··· SELECTED TEXT ···

Scale-up Study of Heterogeneous Catalysts for Biodiesel Production from Nepalese Jatropha Oil  

Sim, Minseok (Department of Chemical Engineering, Kongju National University)
Lee, Seunghee (Department of Chemical Engineering, Kongju National University)
Kim, Youngbin (Department of Chemical Engineering, Kongju National University)
Ku, Huiji (Department of Chemical Engineering, Kongju National University)
Woo, Jaegyu (Department of Chemical Engineering, Kongju National University)
Joshi, Rajendra (Department of Chemical Science and Engineering, School of Engineering, Kathmandu University)
Jeon, Jong-Ki (Department of Chemical Engineering, Kongju National University)
Publication Information
Clean Technology / v.27, no.2, 2021 , pp. 198-204 More about this Journal
Abstract
This study focused on a two-step process using heterogeneous catalysts to produce biodiesel using Nepalese jatropha oil as a raw material. As a first step, the effect of the repetitive regeneration number of Amberlyst-15 on the esterification reaction of FFA in jatropha oil was investigated. Second, the possibility of a transesterification reaction scale-up using a dolomite bead catalyst was tested. Using 120 kg of jatropha seeds from Nepal, 30 L (27 kg) of jatropha oil was obtained, and the jatropha oil yield from the seeds was about 25.0 wt%. The acid value and FFA content of jatropha oil were measured to be 11.3 mgKOH g-1 and 5.65%, respectively. As a result of the esterification reaction of jatropha oil using the Amberlyst-15 catalyst in the form of beads, the acid value of the reaction product could be lowered to 0.26 mgKOH g-1 when the fresh Amberlyst-15 catalyst was used. As the regeneration of the Amberlyst-15 catalyst is repeated, the catalyst has been deactivated, and the esterification reaction performance has deteriorated. The cause of the deactivation seems to be due to the catalyst being broken and impurities being deposited. It was confirmed that the Amberlyst-15 catalyst could be reused up to 5 times for the esterification reaction of jatropha oil. In the second step, the transesterification reaction, a dolomite catalyst, was mass-produced and used in the form of beads. By transesterifying the pretreated jatropha oil in a spinning catalyst basket reactor equipped with 90 g of dolomite bead catalyst, 89.1 wt% of biodiesel yield was obtained in 2 hours after the start of the reaction, which was similar to the transesterification of soybean oil under the same conditions.

··· PROVIDED DATA ···

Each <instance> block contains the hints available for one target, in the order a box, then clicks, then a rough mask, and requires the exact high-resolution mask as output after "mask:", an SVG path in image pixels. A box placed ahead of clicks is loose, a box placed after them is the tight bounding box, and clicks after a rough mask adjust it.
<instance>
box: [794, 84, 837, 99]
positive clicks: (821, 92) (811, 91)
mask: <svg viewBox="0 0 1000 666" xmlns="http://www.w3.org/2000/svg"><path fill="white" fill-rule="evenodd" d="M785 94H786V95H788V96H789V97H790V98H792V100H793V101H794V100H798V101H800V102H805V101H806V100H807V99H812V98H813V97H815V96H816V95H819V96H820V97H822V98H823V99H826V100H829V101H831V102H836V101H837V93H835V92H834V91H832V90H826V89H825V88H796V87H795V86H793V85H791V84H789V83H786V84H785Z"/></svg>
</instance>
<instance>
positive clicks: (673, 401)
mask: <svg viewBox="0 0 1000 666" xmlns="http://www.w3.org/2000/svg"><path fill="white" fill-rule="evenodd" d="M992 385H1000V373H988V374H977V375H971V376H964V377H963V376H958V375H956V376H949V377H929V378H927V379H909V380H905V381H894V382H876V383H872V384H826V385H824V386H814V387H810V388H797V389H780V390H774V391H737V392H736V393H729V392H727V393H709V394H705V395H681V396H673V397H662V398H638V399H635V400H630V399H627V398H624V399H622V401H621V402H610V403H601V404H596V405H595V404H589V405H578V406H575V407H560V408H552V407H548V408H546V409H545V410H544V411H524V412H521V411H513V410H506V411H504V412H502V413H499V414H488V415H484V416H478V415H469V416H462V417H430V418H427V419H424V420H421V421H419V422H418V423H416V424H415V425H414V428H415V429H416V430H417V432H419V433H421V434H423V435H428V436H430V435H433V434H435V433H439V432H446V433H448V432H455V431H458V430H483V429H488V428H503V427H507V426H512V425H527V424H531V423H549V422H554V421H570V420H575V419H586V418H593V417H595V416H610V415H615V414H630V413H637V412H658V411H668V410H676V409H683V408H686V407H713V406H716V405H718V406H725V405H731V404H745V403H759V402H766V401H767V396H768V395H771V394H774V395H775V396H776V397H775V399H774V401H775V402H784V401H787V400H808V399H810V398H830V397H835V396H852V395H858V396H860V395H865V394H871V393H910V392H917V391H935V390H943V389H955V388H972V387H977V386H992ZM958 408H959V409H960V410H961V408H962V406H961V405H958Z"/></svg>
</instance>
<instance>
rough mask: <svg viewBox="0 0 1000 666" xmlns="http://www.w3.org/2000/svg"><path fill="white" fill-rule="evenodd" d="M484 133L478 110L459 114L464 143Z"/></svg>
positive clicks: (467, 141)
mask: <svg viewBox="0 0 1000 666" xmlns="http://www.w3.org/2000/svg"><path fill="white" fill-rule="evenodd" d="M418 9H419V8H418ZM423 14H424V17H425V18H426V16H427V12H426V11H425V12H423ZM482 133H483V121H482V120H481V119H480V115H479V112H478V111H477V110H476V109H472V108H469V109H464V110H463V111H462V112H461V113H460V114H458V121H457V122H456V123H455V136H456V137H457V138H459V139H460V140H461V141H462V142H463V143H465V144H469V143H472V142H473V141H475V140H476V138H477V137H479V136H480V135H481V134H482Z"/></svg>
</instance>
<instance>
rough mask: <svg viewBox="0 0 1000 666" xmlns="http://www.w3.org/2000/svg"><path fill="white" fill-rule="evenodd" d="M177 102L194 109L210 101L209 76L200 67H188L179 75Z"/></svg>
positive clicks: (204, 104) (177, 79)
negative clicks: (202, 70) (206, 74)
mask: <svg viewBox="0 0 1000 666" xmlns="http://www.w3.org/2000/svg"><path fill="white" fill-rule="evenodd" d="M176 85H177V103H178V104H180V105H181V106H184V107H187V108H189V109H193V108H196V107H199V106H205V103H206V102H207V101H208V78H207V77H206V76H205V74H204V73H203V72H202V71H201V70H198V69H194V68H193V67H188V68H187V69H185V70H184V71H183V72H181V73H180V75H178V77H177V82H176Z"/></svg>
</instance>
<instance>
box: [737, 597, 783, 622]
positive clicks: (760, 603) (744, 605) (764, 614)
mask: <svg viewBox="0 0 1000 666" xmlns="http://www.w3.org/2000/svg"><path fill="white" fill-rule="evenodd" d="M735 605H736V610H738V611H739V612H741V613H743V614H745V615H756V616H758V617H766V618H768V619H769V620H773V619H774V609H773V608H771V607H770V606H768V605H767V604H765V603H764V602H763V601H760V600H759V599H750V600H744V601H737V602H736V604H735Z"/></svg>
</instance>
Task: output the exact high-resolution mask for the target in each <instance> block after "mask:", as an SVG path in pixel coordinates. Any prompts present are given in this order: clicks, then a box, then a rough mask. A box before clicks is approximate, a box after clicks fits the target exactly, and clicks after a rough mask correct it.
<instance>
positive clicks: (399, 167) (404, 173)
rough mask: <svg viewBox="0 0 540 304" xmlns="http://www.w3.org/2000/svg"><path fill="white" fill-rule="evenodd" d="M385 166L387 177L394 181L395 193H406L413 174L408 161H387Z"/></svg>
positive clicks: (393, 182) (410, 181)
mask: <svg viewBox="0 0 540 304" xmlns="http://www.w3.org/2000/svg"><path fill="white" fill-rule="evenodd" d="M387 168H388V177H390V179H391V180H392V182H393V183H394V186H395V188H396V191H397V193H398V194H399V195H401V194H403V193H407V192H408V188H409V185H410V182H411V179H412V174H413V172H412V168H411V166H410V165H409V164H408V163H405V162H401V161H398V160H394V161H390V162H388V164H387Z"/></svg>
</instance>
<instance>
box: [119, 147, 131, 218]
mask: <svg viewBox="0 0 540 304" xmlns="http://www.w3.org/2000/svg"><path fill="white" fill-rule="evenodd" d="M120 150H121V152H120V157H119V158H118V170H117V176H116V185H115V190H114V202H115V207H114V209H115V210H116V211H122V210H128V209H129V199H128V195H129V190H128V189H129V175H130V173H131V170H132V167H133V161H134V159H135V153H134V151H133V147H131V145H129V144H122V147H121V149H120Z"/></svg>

···

CHECK YOUR UNDERSTANDING:
1. Write out the passage of the jatropha biodiesel abstract between "Woo, Jaegyu (Department" and "Engineering, Kathmandu University)", inclusive.
2. Render the following sentence from the jatropha biodiesel abstract into French: "It was confirmed that the Amberlyst-15 catalyst could be reused up to 5 times for the esterification reaction of jatropha oil."

TASK RESULTS:
1.
Woo, Jaegyu (Department of Chemical Engineering, Kongju National University)
Joshi, Rajendra (Department of Chemical Science and Engineering, School of Engineering, Kathmandu University)

2. Il a été confirmé que le catalyseur Amberlyst-15 pouvait être réutilisé jusqu'à 5 fois pour la réaction d'estérification de l'huile de jatropha.